▶ [Набор заданий]:
a) Какую оценку 80-м годам дает Брюсов в заметке, которую цитирует отрывок о поэзии ниже?
b) Продолжите отрывок о поэзии ниже, начав сразу после его последнего предложения.

▶ [Отрывок текста]:
========

Державин! Бард наш сладкострунный!
Ты возвещал России юной
Все, чем велик здесь человек;
Ты для восторга дал ей клики,
Ты огласил ее, великий,
Трудов и славы первый век!553
Это были спорадические вспышки творческого интереса к поэзии XVIII века. Их было немного, и они тонули в массе эпигонского стиходелания.
Как пишет Клинг, «Накануне появления Пушкина и накануне появления символистов в поэзии господствовала строго нормативная система художественных приемов. В конце XVIII в. это был так называемый жанровый принцип в поэзии, в конце XIX в. – классический стиль в его эпигонском проявлении»554. Этот же автор приводит очень характерную для эпохи перелома оценку поэзии конца века, принадлежащую Брюсову: «Особенность нашего времени: оно выработало стиль… Но есть ли стиль 80-х годов? Нет, 80-е годы – именно отсутствие стиля…»555
Как следует из этой заметки Брюсова, та поэтическая эпоха, которую в себе преодолевали зачинатели символизма, представлялась им «бесстильной», то есть не поэзией. Отчасти это напоминает оценку силлабической поэзии XVII – начала XVIII века у молодых Тредиаковского и Ломоносова. Они утверждали, что силлабическая поэзия – это проза, то есть не стихи: нестиховности они противопоставляли стихотворно организованную речь, то есть поэзию, бесстильности – стиль.

========

▶ [Сохраненный список]:
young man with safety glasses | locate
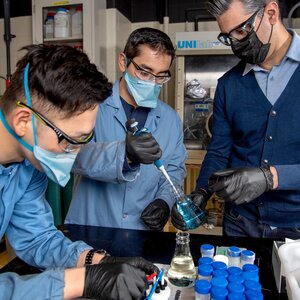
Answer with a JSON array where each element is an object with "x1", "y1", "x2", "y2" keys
[
  {"x1": 173, "y1": 0, "x2": 300, "y2": 238},
  {"x1": 66, "y1": 28, "x2": 186, "y2": 230},
  {"x1": 0, "y1": 45, "x2": 158, "y2": 300}
]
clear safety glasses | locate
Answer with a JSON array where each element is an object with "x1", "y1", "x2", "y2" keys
[
  {"x1": 218, "y1": 8, "x2": 263, "y2": 46},
  {"x1": 17, "y1": 100, "x2": 94, "y2": 153},
  {"x1": 129, "y1": 59, "x2": 171, "y2": 84}
]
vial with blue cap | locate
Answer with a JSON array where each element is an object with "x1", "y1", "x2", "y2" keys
[
  {"x1": 195, "y1": 280, "x2": 211, "y2": 300},
  {"x1": 227, "y1": 246, "x2": 241, "y2": 267},
  {"x1": 198, "y1": 256, "x2": 213, "y2": 265},
  {"x1": 210, "y1": 286, "x2": 228, "y2": 300},
  {"x1": 228, "y1": 275, "x2": 245, "y2": 284},
  {"x1": 198, "y1": 264, "x2": 213, "y2": 281},
  {"x1": 227, "y1": 267, "x2": 242, "y2": 275},
  {"x1": 200, "y1": 244, "x2": 215, "y2": 258},
  {"x1": 246, "y1": 290, "x2": 264, "y2": 300},
  {"x1": 227, "y1": 293, "x2": 246, "y2": 300},
  {"x1": 227, "y1": 283, "x2": 245, "y2": 295},
  {"x1": 244, "y1": 280, "x2": 261, "y2": 292},
  {"x1": 212, "y1": 270, "x2": 228, "y2": 279},
  {"x1": 243, "y1": 264, "x2": 259, "y2": 274},
  {"x1": 242, "y1": 272, "x2": 259, "y2": 282},
  {"x1": 240, "y1": 250, "x2": 255, "y2": 268}
]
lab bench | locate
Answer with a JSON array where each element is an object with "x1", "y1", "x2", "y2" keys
[{"x1": 0, "y1": 224, "x2": 287, "y2": 300}]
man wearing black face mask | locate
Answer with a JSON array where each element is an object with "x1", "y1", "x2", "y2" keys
[{"x1": 172, "y1": 0, "x2": 300, "y2": 238}]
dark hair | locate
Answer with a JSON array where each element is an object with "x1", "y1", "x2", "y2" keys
[
  {"x1": 124, "y1": 27, "x2": 175, "y2": 61},
  {"x1": 206, "y1": 0, "x2": 278, "y2": 18},
  {"x1": 0, "y1": 44, "x2": 112, "y2": 117}
]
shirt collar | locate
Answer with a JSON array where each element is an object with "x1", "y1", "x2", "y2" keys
[{"x1": 242, "y1": 29, "x2": 300, "y2": 76}]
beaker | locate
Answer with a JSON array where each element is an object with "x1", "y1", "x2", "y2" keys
[
  {"x1": 172, "y1": 186, "x2": 206, "y2": 230},
  {"x1": 168, "y1": 231, "x2": 197, "y2": 287}
]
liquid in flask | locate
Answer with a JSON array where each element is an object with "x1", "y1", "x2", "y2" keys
[
  {"x1": 168, "y1": 232, "x2": 197, "y2": 287},
  {"x1": 173, "y1": 187, "x2": 206, "y2": 230}
]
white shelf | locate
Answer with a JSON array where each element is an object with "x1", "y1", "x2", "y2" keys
[{"x1": 44, "y1": 37, "x2": 83, "y2": 43}]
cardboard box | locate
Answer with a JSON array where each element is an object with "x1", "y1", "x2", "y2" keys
[{"x1": 272, "y1": 241, "x2": 286, "y2": 293}]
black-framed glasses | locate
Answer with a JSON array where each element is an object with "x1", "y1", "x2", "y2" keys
[
  {"x1": 218, "y1": 8, "x2": 263, "y2": 46},
  {"x1": 17, "y1": 100, "x2": 94, "y2": 152},
  {"x1": 129, "y1": 59, "x2": 171, "y2": 84}
]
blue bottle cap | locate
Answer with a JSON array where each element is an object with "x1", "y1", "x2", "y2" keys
[
  {"x1": 213, "y1": 270, "x2": 228, "y2": 278},
  {"x1": 212, "y1": 261, "x2": 227, "y2": 270},
  {"x1": 243, "y1": 264, "x2": 258, "y2": 274},
  {"x1": 227, "y1": 266, "x2": 242, "y2": 275},
  {"x1": 228, "y1": 275, "x2": 245, "y2": 284},
  {"x1": 228, "y1": 283, "x2": 245, "y2": 294},
  {"x1": 242, "y1": 272, "x2": 259, "y2": 282},
  {"x1": 241, "y1": 250, "x2": 255, "y2": 260},
  {"x1": 244, "y1": 280, "x2": 261, "y2": 292},
  {"x1": 246, "y1": 291, "x2": 264, "y2": 300},
  {"x1": 227, "y1": 246, "x2": 241, "y2": 257},
  {"x1": 211, "y1": 277, "x2": 228, "y2": 288},
  {"x1": 200, "y1": 244, "x2": 215, "y2": 254},
  {"x1": 227, "y1": 293, "x2": 246, "y2": 300},
  {"x1": 195, "y1": 280, "x2": 211, "y2": 295},
  {"x1": 198, "y1": 265, "x2": 213, "y2": 276},
  {"x1": 210, "y1": 287, "x2": 228, "y2": 300},
  {"x1": 198, "y1": 256, "x2": 213, "y2": 265}
]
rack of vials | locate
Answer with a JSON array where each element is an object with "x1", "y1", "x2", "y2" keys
[{"x1": 195, "y1": 244, "x2": 263, "y2": 300}]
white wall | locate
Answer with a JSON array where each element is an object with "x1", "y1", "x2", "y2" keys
[{"x1": 0, "y1": 17, "x2": 32, "y2": 95}]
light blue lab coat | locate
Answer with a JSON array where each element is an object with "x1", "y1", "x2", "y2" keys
[
  {"x1": 0, "y1": 160, "x2": 91, "y2": 300},
  {"x1": 65, "y1": 81, "x2": 186, "y2": 229}
]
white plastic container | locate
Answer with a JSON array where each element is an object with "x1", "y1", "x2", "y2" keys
[
  {"x1": 45, "y1": 13, "x2": 54, "y2": 39},
  {"x1": 72, "y1": 6, "x2": 83, "y2": 38},
  {"x1": 200, "y1": 244, "x2": 215, "y2": 258},
  {"x1": 195, "y1": 280, "x2": 211, "y2": 300},
  {"x1": 54, "y1": 7, "x2": 70, "y2": 38},
  {"x1": 240, "y1": 250, "x2": 255, "y2": 269},
  {"x1": 227, "y1": 246, "x2": 241, "y2": 267},
  {"x1": 278, "y1": 241, "x2": 300, "y2": 300}
]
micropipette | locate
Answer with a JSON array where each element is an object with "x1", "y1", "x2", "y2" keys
[{"x1": 126, "y1": 119, "x2": 179, "y2": 195}]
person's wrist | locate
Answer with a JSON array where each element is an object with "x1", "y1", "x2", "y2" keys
[
  {"x1": 85, "y1": 249, "x2": 109, "y2": 266},
  {"x1": 260, "y1": 165, "x2": 274, "y2": 191}
]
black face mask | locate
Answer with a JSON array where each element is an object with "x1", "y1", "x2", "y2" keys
[{"x1": 231, "y1": 26, "x2": 273, "y2": 64}]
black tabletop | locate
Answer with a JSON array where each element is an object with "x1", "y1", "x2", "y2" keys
[{"x1": 0, "y1": 224, "x2": 287, "y2": 300}]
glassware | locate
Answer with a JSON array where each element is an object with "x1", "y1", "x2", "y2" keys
[
  {"x1": 172, "y1": 186, "x2": 206, "y2": 230},
  {"x1": 168, "y1": 232, "x2": 197, "y2": 287}
]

========

▶ [Результаты]:
a) Брюсов оценивает 80-е годы как «именно отсутствие стиля».

b)
У новаторов на переломе от XIX к XX веку, в отличие от основоположников новой литературы XVIII века, был мощный национальный поэтический источник – вся русская поэзия XVIII – XIX веков. И в своих поисках «стиля», противоположного «бесстильности» поэзии 1880-х годов, новая поэтическая школа обращалась не только к «золотому веку» русской поэзии. Одновременно возникла и упрочилась ориентация на поэзию XVIII века. Интерес, даже увлеченность XVIII веком распространились очень широко. Живопись, беллетристика, не говоря уже о поэзии, нашли в культурном наследии XVIII века много созвучных тем и художественных достижений. Интересное объяснение этому устремлению в прошлое предложил, как бы подводя ему итоги, Михаил Кузмин, транспонируя свое время, начало XX века, на перелом от XVIII к XIX веку: «На пороге XIX века, накануне полной перемены жизни, быта, чувств и общественных отношений во всей Европе пронеслось лихорадочное, влюбленное и судорожное стремление запечатлеть, фиксировать эту улетающую жизнь, мелочи обреченного на исчезновение быта, прелесть и пустяки мирного житья, домашних комедий, “мещанских идиллий”, почти уже изжитых чувств и мыслей. Словно люди хотели остановить колесо времени. Об этом говорят нам и комедии Гольдони, и театр Гоцци, и писания Ретиф де ля Бретона, и английские романы, картины Лонги и иллюстрации Ходовецкого»556.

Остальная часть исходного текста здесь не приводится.